Assigned task: Copy out, from the entries below, each line that holds the string "seen".

Records supplied:
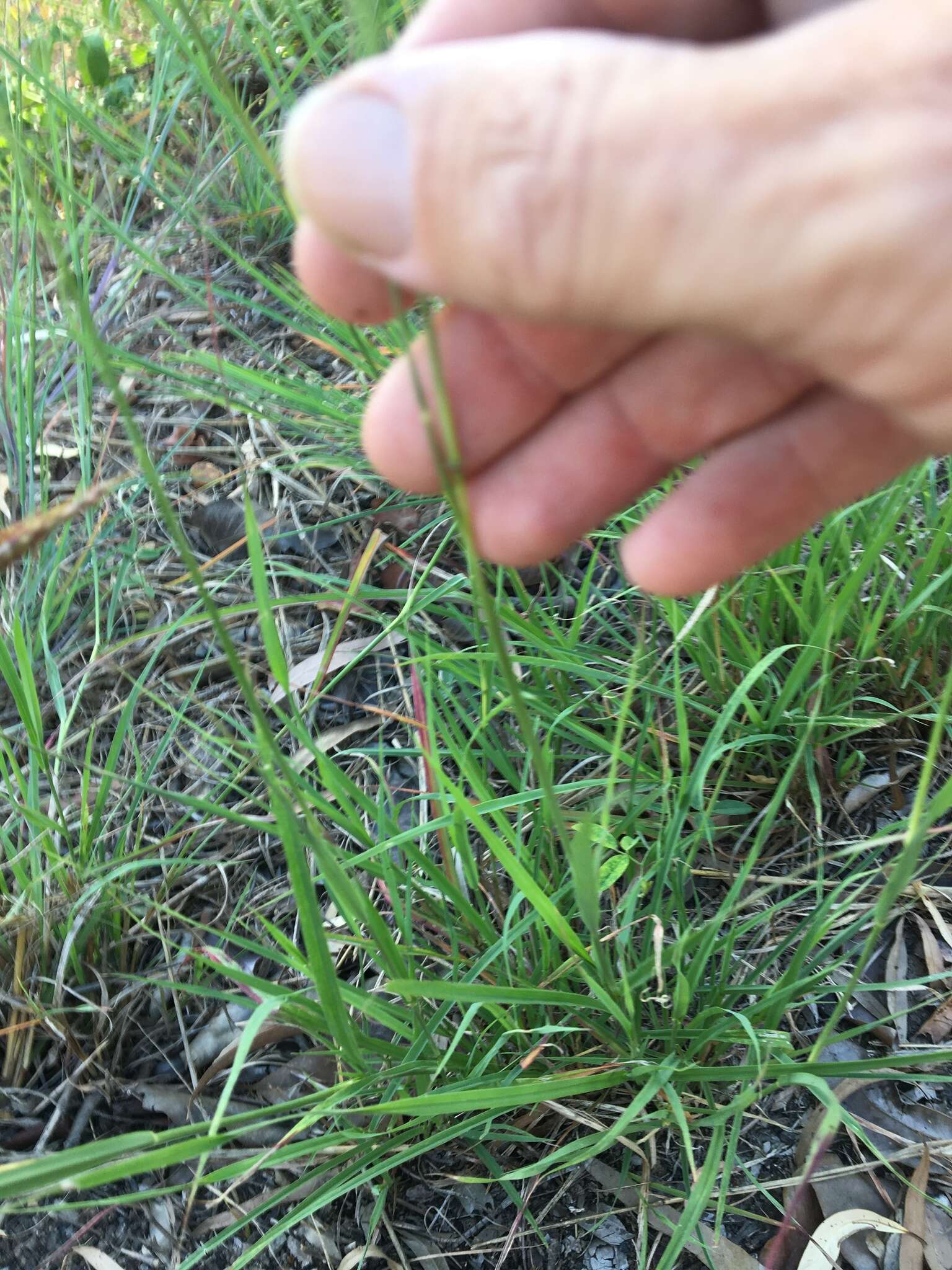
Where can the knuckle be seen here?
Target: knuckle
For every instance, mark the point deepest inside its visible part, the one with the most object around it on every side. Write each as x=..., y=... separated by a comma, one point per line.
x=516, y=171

---

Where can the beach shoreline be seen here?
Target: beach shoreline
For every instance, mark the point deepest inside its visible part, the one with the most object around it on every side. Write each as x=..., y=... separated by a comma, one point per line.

Output for this task:
Where can the knuckle be seen here?
Where can the beach shoreline be seen here?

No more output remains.